Goal
Please list every Qt class that the forum thread below mentions by name.

Document section
[BEGIN]

QT HTML Parser (+XQuery)

Printable View

9th July 2012, 00:01
monkazer

QT HTML Parser (+XQuery)

Hello

I'm looking for a QT HTML parser tool.
I have some html source code and I'd like to use XQuery on it. I already tried using QWebPage + QWebElement, but I don't like this solution cause firstly it doesn't works on non-gui thread (because of QWebPage) and because we can't apply XPath but CSS Path.
The other solution I tried is QXmlQuery, it works great, but the only problem is that it doesn't works if there is an error on the page. For example, the first page I tried was missing systemId (in the DOCTYPE tag), so the parsing was aborted.

I heard we can use gecko for parsing but I have no idea how to use it with QT.

Have you some suggestions ?

Thanks
9th July 2012, 00:37
ChrisW67

Re: QT HTML Parser (+XQuery)

Qt does not have a Beautiful Soup-style parser outside of the WebKit components that I am aware of. Most HTML is not XML so the XML tools, including XSLT, XPath and XQuery, are essentially useless.

You could look at Tidy for a way to handle the ill-disciplined mush that is HTML and make a valid, though not necessarily meaningful, XML document from it.
10th July 2012, 00:08
monkazer

Re: QT HTML Parser (+XQuery)

Thanks for your answer.
Any example to convert a html string to a xml document with tidy ?

Re: QT HTML Parser (+XQuery)

Browsers have no problem with test.html:

Code:

<html>
<head>
<title>Title</title>
</HEAD>
<BODY>
    <P>A para
    <p>Another para
    <p>None of it is <b>XML</p>
</Body>

Using the tidy command line tool,

Code:

$ tidy -asxml test.html
line 1 column 1 - Warning: missing <!DOCTYPE> declaration
line 8 column 22 - Warning: missing </b> before </p>
Info: Document content looks like XHTML 1.0 Strict
2 warnings, 0 errors were found!
 
<!DOCTYPE html PUBLIC "-//W3C//DTD XHTML 1.0 Strict//EN"
    "http://www.w3.org/TR/xhtml1/DTD/xhtml1-strict.dtd">
<html xmlns="http://www.w3.org/1999/xhtml">
<head>
<meta name="generator" content=
"HTML Tidy for Linux (vers 25 March 2009), see www.w3.org" />
<title>Title</title>
</head>
<body>
<p>A para</p>
<p>Another para</p>
<p>None of it is <b>XML</b></p>
</body>
</html>
 
To learn more about HTML Tidy see http://tidy.sourceforge.net
Please fill bug reports and queries using the "tracker" on the Tidy web site.

[END]

Stored records
[BEGIN]

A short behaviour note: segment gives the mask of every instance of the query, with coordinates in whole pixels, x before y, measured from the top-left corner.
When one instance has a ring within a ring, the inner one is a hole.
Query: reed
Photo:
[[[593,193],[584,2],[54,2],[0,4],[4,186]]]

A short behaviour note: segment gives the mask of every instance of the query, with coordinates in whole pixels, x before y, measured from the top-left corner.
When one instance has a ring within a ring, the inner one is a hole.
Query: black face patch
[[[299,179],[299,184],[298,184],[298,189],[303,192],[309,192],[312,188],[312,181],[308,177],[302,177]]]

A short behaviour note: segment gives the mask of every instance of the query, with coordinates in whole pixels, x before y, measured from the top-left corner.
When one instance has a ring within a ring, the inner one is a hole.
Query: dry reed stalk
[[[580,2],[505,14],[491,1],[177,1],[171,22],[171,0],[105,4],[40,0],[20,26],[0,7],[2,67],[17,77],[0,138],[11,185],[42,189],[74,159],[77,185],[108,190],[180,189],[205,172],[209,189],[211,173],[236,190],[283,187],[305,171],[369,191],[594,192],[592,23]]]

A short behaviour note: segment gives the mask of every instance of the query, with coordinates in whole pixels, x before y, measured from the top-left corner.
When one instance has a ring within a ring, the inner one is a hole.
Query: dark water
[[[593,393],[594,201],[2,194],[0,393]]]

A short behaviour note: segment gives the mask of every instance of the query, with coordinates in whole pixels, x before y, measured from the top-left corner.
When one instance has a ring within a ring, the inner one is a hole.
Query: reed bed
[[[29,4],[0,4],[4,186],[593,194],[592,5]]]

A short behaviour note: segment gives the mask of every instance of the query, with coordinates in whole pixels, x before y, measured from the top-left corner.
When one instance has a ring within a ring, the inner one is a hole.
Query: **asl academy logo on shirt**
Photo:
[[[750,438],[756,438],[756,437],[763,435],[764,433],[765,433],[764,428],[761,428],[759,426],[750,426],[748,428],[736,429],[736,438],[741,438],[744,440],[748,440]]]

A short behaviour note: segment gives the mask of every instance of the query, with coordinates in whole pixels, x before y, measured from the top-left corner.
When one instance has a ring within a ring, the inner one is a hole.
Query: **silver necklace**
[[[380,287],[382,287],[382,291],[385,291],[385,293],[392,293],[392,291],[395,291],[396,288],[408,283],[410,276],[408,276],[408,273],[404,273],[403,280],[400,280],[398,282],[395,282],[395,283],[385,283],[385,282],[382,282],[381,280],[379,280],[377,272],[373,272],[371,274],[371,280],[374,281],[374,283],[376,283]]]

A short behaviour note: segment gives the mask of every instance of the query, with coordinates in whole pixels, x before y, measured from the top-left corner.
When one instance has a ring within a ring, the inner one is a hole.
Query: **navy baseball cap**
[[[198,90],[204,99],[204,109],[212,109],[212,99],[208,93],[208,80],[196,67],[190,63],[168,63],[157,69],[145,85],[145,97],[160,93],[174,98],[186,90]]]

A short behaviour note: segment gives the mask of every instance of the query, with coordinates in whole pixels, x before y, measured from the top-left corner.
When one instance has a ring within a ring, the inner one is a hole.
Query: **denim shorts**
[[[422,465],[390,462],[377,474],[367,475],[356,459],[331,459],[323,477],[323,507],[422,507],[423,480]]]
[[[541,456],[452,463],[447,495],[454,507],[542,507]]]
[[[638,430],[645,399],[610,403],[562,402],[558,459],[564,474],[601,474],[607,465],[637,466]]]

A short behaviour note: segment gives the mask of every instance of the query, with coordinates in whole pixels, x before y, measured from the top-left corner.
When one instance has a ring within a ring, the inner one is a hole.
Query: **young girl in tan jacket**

[END]

Output below
QWebPage, QWebElement, QXmlQuery